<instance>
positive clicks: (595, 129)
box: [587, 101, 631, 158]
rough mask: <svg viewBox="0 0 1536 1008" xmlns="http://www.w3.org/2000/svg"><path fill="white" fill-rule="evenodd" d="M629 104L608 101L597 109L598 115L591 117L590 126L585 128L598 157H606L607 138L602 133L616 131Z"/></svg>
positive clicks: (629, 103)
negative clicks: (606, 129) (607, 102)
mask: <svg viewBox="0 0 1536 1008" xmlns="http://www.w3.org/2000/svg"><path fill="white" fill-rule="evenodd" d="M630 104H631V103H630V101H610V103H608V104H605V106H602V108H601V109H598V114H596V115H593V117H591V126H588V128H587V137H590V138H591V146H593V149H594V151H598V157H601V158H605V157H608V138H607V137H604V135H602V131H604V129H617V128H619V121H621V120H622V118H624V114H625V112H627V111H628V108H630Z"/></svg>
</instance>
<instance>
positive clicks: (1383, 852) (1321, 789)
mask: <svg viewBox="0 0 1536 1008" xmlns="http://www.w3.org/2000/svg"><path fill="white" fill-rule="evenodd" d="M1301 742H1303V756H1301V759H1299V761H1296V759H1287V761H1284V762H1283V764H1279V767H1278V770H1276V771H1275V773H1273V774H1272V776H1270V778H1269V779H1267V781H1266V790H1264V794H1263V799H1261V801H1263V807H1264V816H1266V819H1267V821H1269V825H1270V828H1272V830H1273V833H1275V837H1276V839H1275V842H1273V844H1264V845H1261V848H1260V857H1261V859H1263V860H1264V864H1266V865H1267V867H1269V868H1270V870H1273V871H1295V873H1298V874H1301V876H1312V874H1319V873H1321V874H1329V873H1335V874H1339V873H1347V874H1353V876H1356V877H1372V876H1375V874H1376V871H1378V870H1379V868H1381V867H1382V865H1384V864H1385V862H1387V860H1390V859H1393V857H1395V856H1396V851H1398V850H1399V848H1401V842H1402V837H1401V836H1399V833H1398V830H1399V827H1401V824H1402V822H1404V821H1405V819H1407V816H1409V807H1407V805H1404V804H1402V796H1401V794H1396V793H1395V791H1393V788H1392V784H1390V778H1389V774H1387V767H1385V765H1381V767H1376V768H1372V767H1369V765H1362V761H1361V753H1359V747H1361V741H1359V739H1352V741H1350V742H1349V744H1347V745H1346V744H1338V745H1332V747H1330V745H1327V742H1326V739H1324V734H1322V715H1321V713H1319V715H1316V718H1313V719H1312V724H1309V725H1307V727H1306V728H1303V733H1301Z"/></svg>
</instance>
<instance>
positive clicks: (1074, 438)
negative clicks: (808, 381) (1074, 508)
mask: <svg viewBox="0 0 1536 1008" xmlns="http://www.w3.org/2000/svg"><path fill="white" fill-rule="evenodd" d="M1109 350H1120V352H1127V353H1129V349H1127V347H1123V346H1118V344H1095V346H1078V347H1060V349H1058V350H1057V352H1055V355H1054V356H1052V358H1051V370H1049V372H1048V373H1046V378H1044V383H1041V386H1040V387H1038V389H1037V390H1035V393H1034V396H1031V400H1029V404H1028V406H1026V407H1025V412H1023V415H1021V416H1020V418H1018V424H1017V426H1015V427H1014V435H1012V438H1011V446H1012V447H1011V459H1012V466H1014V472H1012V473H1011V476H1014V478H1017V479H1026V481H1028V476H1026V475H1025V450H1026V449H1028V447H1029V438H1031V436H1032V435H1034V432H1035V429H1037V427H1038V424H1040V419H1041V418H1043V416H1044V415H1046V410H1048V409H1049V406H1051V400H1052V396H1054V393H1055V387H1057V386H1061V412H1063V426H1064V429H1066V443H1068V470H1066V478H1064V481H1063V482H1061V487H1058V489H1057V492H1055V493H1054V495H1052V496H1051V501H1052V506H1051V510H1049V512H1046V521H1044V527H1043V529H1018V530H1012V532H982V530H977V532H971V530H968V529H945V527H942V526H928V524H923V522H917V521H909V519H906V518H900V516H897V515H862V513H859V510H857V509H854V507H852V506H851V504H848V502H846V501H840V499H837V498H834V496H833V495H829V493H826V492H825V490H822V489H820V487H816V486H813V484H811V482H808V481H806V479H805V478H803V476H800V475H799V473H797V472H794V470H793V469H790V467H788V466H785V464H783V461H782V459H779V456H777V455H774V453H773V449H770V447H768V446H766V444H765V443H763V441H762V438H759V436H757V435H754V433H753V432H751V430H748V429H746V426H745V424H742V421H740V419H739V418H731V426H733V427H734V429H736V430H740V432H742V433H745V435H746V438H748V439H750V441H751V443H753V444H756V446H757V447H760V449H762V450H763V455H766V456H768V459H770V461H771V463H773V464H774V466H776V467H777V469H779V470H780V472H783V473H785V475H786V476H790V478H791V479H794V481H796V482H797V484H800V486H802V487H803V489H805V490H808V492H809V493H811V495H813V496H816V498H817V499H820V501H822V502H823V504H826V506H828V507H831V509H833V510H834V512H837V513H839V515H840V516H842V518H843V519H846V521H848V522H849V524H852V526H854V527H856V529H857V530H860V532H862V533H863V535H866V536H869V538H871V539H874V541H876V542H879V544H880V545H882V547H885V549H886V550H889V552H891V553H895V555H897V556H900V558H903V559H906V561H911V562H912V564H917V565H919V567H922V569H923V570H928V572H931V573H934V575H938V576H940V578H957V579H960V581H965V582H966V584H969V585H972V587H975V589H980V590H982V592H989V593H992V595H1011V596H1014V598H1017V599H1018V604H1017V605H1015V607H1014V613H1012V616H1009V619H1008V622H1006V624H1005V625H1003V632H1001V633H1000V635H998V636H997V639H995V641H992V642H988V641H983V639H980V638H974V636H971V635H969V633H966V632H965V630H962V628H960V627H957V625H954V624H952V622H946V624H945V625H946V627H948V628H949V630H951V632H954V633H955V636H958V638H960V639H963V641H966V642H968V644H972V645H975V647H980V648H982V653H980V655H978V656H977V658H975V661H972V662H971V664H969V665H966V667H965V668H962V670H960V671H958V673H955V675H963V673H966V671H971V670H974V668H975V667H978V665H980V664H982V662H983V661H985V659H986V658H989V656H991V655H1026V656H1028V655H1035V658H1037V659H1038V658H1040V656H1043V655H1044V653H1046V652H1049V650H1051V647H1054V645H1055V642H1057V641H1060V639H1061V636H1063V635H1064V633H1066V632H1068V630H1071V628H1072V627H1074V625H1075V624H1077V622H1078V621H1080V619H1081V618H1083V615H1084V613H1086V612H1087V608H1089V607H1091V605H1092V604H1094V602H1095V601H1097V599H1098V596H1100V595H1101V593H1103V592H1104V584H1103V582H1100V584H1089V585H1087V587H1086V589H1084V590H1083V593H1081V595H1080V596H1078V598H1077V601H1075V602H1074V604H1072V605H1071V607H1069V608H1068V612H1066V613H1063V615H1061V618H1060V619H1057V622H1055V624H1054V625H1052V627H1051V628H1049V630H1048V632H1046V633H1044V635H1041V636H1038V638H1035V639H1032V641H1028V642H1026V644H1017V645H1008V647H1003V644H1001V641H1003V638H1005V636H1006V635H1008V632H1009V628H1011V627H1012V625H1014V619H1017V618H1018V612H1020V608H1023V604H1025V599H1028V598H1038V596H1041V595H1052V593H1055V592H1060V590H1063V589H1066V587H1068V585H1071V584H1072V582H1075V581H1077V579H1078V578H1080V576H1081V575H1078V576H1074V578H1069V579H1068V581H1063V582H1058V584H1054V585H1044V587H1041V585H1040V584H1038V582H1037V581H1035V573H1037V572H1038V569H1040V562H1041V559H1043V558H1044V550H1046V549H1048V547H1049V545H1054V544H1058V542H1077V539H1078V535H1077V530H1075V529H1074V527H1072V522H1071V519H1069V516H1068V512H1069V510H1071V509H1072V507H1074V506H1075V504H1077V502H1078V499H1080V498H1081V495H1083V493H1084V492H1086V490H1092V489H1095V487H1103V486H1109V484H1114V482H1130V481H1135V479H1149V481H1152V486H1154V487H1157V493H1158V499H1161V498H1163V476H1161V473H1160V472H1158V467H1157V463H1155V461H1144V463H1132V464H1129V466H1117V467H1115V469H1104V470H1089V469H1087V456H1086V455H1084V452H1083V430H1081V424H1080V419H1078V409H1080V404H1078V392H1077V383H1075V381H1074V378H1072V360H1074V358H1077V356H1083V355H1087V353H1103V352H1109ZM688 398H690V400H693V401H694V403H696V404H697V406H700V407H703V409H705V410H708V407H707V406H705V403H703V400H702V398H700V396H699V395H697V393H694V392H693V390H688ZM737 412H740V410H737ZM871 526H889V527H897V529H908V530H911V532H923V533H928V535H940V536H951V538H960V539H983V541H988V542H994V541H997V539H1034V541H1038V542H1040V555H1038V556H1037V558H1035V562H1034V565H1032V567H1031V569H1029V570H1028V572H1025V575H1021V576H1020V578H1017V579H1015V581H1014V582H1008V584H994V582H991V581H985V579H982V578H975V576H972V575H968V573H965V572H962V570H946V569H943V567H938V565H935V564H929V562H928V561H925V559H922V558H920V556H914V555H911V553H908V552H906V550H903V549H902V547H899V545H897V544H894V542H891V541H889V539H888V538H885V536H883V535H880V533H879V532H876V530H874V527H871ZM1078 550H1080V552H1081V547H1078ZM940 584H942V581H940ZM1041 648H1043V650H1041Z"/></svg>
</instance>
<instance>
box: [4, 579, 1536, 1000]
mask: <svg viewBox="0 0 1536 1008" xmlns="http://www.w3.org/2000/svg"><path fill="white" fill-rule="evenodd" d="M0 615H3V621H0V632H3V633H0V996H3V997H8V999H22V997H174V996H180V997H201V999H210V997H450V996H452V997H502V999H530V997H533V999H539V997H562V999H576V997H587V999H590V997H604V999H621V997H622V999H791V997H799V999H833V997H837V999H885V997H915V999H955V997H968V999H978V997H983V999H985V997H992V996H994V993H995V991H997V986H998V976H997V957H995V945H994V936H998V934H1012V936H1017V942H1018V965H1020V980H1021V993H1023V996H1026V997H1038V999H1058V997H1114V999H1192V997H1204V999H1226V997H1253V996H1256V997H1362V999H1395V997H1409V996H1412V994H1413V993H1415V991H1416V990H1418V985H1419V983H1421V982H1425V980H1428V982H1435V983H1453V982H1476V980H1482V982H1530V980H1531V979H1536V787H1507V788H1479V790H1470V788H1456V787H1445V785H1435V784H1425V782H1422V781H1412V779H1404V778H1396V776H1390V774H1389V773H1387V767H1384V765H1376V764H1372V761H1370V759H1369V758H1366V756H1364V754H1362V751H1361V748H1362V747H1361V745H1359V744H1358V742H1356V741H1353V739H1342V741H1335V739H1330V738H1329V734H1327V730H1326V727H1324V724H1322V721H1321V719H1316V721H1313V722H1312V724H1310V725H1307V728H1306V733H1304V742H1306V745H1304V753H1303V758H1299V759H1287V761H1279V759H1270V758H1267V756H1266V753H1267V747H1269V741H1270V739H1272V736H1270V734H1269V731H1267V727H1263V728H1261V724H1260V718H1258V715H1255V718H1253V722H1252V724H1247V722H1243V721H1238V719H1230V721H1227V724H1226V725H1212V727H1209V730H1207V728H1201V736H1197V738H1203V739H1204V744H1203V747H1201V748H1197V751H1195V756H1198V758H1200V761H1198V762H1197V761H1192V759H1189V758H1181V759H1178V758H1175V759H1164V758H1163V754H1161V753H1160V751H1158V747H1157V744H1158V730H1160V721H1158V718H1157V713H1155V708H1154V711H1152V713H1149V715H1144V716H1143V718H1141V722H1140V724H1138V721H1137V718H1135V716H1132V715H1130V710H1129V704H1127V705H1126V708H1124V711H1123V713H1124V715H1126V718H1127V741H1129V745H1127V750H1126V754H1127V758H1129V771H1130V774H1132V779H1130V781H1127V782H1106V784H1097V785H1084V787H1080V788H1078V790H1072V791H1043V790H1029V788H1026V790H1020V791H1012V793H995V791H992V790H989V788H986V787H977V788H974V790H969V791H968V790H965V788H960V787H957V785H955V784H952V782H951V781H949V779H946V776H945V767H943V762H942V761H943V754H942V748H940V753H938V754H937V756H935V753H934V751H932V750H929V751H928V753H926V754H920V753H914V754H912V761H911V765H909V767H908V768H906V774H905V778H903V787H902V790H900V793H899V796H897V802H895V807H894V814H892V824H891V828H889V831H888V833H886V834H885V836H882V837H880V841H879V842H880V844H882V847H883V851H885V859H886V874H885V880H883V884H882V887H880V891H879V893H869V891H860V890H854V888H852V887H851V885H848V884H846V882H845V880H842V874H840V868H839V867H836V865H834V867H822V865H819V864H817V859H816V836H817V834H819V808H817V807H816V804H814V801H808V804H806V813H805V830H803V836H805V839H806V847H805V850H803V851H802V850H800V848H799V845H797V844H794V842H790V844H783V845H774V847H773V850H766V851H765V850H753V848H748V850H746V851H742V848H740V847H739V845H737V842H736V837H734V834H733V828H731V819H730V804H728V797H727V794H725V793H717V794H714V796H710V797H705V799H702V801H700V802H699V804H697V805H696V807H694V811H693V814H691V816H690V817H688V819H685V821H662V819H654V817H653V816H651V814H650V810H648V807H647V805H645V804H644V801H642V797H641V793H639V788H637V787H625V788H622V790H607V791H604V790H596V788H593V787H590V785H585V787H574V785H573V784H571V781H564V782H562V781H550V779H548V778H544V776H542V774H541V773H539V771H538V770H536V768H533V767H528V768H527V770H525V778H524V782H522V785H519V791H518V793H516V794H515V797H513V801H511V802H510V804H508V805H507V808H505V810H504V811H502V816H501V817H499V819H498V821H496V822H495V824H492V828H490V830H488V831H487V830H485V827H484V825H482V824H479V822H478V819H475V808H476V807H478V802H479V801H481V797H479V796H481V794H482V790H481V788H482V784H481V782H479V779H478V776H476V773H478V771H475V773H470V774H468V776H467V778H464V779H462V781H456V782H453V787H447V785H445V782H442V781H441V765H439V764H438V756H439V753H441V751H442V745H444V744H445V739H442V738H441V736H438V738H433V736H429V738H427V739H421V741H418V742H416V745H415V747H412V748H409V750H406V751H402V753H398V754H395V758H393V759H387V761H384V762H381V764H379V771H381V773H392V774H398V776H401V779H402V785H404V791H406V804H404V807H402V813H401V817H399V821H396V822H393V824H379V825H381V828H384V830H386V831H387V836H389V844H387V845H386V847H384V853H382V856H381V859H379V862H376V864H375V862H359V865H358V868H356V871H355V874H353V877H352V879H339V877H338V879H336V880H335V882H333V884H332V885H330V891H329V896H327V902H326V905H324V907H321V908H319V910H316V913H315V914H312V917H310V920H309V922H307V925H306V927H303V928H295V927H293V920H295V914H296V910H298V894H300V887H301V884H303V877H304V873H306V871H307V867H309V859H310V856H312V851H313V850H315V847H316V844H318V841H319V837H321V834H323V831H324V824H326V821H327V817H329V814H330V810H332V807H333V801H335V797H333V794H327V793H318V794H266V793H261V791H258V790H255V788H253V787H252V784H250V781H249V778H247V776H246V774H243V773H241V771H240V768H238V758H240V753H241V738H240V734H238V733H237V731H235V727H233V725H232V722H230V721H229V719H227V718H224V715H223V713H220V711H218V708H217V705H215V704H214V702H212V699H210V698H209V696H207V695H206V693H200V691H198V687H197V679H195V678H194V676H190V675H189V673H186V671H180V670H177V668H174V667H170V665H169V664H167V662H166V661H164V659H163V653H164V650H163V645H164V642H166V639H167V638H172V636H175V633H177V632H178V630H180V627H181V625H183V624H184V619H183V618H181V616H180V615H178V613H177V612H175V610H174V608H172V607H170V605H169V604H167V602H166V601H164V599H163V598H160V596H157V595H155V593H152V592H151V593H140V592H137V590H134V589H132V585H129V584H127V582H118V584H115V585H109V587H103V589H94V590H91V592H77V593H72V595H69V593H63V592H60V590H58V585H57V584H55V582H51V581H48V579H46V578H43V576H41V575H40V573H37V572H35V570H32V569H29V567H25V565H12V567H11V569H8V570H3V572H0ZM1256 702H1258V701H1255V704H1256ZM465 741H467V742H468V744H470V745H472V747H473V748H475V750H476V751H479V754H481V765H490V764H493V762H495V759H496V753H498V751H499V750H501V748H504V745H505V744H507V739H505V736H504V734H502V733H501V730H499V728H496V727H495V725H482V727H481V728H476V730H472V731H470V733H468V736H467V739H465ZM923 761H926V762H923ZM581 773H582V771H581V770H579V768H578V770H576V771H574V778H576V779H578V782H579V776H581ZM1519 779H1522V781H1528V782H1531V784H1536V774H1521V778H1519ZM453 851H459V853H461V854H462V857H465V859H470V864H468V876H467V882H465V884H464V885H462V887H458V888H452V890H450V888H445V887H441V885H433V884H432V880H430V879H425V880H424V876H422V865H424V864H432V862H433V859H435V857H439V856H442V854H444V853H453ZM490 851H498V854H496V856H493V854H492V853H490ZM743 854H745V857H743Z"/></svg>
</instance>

---------------

All that belongs in your answer is the stretch of entries above from the line with "positive clicks: (595, 129)" through the line with "positive clicks: (629, 103)", printed exactly.

Answer space ->
positive clicks: (595, 129)
box: [587, 101, 631, 158]
rough mask: <svg viewBox="0 0 1536 1008" xmlns="http://www.w3.org/2000/svg"><path fill="white" fill-rule="evenodd" d="M629 104L608 101L597 109L598 115L591 117L590 126L585 128L598 157H606L607 138L602 133L616 131Z"/></svg>
positive clicks: (629, 103)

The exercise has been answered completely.